== Material for this task ==
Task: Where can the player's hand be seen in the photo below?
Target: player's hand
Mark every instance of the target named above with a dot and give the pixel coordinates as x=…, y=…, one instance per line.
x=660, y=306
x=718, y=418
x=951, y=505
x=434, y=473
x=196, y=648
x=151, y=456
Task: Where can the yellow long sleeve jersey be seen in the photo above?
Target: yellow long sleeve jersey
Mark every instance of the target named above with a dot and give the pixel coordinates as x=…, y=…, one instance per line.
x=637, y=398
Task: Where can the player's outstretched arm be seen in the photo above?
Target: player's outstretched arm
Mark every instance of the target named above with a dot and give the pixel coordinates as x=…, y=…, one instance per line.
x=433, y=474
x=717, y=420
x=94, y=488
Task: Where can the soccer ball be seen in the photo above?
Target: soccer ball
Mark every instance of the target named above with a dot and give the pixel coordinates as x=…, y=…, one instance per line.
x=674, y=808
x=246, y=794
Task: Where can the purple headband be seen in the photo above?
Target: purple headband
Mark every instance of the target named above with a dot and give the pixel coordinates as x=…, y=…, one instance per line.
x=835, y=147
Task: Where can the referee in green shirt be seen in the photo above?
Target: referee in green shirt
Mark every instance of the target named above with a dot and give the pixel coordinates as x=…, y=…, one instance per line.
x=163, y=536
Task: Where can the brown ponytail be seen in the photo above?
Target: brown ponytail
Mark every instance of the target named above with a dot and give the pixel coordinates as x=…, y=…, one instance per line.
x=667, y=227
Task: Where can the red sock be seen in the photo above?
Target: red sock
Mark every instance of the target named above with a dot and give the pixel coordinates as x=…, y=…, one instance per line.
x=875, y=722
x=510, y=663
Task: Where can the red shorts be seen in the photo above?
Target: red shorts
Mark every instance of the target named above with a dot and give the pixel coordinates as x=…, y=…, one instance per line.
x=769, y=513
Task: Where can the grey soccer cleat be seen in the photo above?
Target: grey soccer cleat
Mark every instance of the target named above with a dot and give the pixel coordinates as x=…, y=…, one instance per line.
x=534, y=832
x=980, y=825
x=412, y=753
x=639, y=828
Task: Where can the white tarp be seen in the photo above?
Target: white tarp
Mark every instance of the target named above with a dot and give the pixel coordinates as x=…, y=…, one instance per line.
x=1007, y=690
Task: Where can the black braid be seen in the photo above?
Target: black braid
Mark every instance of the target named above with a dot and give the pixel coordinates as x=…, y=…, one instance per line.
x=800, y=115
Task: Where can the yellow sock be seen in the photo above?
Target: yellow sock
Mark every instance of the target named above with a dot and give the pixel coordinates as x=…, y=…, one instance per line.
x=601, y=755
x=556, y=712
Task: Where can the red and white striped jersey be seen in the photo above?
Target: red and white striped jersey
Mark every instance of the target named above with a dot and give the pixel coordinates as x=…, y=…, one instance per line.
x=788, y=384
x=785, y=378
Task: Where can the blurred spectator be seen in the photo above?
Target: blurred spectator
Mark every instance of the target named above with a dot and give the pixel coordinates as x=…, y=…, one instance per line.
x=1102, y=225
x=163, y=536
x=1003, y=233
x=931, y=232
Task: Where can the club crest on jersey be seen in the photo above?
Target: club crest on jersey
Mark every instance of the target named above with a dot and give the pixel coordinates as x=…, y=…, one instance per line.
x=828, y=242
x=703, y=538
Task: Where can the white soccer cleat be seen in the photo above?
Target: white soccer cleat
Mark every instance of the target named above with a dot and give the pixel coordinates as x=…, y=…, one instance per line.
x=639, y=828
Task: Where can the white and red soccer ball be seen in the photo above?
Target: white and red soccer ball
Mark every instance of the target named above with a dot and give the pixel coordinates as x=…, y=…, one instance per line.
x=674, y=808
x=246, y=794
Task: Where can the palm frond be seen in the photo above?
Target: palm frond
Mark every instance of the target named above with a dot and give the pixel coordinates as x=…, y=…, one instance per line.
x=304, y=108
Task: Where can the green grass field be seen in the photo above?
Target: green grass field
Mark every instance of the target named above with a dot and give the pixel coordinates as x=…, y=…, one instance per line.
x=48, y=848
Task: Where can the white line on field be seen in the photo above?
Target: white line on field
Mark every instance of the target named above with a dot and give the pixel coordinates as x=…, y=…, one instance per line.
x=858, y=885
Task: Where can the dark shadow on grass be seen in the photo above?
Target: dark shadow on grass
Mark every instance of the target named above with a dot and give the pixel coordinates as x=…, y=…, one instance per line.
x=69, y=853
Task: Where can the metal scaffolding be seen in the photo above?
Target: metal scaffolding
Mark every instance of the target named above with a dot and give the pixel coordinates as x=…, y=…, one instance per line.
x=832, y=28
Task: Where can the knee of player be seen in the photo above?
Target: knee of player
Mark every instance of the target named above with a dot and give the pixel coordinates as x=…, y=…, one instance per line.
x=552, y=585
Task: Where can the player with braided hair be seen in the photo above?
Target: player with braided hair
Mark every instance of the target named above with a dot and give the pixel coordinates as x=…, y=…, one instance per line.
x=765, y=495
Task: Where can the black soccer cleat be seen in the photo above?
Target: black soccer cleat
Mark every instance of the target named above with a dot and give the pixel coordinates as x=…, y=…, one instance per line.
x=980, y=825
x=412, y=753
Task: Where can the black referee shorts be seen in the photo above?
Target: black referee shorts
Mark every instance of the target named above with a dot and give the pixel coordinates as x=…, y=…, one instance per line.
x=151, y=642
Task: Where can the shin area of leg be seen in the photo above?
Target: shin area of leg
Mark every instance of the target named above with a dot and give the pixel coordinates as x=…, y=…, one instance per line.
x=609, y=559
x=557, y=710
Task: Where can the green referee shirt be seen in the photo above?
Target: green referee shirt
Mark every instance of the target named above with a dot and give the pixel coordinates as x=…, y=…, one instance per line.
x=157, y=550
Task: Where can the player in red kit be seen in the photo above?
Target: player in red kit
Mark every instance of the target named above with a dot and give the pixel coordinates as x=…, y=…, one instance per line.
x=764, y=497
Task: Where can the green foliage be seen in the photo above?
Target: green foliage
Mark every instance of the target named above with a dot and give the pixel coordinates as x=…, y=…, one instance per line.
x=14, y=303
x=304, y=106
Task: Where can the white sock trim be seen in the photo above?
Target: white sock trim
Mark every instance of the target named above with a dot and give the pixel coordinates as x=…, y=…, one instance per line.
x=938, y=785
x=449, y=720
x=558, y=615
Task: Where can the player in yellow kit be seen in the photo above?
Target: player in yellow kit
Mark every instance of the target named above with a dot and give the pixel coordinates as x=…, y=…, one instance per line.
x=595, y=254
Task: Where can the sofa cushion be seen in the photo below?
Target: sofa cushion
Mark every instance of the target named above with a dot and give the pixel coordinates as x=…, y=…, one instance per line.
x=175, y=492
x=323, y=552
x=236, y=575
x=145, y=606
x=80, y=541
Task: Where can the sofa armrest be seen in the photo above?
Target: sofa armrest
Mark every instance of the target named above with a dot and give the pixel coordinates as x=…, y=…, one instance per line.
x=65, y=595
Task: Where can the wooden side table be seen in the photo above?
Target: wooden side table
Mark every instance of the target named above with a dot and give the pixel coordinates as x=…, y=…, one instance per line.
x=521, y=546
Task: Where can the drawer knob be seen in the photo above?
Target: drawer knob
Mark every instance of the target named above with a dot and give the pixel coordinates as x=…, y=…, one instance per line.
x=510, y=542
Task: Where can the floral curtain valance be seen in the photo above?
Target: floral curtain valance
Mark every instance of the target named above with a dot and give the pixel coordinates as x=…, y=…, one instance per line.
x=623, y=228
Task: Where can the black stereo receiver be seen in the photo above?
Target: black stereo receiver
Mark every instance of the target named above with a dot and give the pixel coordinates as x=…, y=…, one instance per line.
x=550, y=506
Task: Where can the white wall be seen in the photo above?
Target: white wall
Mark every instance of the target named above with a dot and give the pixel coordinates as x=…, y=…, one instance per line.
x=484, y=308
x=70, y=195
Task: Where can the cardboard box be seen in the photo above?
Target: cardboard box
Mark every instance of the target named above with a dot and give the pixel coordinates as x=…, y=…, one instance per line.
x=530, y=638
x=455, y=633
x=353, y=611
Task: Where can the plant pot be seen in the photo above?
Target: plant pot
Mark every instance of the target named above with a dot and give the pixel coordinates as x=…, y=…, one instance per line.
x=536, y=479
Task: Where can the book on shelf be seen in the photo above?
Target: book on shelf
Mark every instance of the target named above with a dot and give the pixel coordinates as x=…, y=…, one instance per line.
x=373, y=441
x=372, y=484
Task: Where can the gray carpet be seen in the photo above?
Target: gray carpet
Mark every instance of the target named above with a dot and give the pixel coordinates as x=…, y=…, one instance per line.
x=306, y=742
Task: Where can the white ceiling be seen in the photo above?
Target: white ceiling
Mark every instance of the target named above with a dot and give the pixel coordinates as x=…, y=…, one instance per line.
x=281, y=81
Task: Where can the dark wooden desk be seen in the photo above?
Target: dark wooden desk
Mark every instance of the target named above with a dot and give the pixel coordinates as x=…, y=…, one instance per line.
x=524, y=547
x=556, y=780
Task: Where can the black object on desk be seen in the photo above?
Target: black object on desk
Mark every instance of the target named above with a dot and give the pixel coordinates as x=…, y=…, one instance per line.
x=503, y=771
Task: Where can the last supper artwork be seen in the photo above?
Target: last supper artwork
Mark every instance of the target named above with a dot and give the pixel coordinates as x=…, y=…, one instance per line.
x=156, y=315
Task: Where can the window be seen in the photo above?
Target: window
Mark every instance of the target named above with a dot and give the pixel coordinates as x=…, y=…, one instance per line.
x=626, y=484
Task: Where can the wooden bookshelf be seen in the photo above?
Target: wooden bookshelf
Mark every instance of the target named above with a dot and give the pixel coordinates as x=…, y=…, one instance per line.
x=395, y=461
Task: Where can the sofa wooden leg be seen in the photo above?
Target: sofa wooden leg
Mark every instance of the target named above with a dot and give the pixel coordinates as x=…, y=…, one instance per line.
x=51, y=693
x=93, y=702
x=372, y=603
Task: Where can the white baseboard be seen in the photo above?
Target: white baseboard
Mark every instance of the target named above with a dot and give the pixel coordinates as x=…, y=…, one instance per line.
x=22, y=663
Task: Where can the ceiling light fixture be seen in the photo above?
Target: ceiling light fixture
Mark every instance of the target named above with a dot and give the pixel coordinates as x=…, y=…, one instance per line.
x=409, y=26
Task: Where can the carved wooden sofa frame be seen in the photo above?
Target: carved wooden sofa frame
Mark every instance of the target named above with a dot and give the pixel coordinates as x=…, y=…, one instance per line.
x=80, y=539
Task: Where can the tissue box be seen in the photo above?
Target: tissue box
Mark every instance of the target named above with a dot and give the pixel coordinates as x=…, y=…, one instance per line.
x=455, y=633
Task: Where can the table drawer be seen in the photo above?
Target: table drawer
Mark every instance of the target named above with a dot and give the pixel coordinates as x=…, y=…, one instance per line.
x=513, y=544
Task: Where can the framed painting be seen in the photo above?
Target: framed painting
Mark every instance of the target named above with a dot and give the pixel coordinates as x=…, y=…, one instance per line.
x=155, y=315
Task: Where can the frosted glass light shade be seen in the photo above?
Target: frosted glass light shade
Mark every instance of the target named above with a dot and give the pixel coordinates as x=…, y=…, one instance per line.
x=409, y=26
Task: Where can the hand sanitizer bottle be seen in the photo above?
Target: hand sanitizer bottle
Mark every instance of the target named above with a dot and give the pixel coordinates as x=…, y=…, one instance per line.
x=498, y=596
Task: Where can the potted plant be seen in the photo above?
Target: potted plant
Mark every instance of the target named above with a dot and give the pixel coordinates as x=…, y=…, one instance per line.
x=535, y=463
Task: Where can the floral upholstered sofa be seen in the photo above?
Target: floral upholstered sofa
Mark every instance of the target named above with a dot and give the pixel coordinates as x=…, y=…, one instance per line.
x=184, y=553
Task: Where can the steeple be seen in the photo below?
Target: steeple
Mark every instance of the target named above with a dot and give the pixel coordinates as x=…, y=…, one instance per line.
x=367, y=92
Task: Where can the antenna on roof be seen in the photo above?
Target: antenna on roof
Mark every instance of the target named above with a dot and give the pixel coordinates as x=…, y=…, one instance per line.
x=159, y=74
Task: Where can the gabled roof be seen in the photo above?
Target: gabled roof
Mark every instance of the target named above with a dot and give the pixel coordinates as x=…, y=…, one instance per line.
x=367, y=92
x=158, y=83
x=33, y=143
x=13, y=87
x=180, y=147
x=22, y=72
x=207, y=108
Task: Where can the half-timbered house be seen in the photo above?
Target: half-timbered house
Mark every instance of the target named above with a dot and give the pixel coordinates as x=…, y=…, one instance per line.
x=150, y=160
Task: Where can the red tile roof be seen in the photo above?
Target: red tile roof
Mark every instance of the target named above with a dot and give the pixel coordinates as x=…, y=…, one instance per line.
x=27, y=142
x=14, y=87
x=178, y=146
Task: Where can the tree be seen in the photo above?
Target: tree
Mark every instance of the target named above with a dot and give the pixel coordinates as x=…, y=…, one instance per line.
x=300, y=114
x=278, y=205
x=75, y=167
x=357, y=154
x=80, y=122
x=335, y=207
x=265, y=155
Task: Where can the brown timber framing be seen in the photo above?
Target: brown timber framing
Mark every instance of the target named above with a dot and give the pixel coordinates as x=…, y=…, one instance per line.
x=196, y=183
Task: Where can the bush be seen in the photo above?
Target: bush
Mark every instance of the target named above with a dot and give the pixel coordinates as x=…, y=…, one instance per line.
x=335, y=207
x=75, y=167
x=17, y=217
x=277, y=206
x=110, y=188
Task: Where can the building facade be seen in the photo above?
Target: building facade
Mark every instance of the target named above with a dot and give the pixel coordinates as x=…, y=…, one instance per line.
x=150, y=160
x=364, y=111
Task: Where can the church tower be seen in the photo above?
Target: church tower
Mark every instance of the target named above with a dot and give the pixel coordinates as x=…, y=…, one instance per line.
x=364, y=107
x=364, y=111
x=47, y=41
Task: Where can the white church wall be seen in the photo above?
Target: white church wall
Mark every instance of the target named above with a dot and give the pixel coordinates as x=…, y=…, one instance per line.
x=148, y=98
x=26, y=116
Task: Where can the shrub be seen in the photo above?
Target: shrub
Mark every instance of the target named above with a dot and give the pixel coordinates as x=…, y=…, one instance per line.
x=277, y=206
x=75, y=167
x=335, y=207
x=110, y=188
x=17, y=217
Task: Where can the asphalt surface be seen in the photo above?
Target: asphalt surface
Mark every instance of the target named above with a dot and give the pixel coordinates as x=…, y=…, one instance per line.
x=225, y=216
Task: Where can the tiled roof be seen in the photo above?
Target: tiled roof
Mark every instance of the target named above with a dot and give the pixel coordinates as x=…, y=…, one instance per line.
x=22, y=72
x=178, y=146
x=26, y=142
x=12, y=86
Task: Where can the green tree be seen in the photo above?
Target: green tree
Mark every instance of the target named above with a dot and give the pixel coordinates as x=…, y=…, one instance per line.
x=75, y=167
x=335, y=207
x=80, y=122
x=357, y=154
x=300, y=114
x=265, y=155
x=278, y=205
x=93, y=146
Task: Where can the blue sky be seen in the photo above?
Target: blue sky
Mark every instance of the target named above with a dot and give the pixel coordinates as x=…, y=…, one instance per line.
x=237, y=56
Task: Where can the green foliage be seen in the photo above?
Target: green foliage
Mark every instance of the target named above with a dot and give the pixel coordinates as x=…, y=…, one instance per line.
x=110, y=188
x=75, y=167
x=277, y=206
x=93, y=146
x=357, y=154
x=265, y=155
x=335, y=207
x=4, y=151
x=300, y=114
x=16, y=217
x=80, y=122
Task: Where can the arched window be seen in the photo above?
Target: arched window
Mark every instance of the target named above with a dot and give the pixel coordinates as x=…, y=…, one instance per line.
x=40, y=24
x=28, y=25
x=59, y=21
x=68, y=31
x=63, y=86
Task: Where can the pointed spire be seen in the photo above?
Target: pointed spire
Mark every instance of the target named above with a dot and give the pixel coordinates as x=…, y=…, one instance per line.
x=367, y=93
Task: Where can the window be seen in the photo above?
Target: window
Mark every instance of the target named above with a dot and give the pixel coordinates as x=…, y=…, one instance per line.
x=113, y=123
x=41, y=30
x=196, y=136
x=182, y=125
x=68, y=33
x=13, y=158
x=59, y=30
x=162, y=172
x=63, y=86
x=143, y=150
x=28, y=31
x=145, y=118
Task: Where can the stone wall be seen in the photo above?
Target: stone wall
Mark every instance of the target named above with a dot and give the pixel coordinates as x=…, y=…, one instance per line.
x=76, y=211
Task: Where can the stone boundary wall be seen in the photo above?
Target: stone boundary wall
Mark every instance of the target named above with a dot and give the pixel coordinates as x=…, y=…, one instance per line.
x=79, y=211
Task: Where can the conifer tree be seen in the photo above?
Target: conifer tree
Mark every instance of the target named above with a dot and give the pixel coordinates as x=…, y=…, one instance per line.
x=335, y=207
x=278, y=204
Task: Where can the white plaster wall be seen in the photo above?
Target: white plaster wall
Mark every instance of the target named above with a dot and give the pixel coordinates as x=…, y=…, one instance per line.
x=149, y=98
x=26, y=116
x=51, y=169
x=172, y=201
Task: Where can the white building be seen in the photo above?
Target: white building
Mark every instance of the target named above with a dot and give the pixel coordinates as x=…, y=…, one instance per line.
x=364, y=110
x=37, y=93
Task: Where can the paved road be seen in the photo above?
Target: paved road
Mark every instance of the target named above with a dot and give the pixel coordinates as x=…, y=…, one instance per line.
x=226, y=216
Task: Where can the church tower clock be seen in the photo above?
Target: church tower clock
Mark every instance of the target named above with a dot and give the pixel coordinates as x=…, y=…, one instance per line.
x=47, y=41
===
Problem statement: Convert the portion of the data that begins with the line containing "Task: Where can the conifer" and runs through the end of the data into a numbered list, one line per item, leaving out any blank lines.

Task answer:
1. Task: Where can the conifer tree be seen in the photo above?
2. Target: conifer tree
3. Mark every instance of the target named above with a dot and give the pixel coordinates as x=…, y=…, one instance per line.
4. x=335, y=207
5. x=278, y=204
6. Task: Where can the white plaster wall be seen in the photo above?
7. Target: white plaster wall
8. Mark every instance of the target named above with a dot and give the pixel coordinates as x=…, y=…, one instance per line.
9. x=149, y=98
10. x=26, y=116
11. x=51, y=169
12. x=172, y=201
13. Task: Where can the white building be seen in the photo above?
14. Target: white building
15. Mark every instance of the target named above with a dot and give the pixel coordinates as x=…, y=…, one instance per line.
16. x=364, y=110
17. x=37, y=93
18. Task: Where can the paved road be seen in the photo above?
19. Target: paved road
20. Mark every instance of the target named above with a dot and give the pixel coordinates as x=…, y=…, one instance per line.
21. x=226, y=216
22. Task: Where can the church tower clock be seen in the photo above?
23. Target: church tower clock
24. Mark every instance of the target named above with a dot and give the pixel coordinates as x=…, y=…, one instance per line.
25. x=47, y=41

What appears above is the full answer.